TASK INSTRUCTIONS: Filter the lines below, copying only those with the string "eyeglass".

PROVIDED ENTRIES:
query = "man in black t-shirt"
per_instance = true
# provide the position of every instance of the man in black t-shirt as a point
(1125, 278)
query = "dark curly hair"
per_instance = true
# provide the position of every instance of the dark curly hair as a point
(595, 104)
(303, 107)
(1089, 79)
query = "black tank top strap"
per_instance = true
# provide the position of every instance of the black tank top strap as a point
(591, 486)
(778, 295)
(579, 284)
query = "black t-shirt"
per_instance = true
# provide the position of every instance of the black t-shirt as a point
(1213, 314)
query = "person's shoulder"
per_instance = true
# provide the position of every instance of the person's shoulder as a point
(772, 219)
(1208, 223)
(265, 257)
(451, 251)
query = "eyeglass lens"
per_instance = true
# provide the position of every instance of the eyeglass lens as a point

TASK RESULT:
query = "eyeglass lens"
# provide the position of every instance of the eyeglass lens as a point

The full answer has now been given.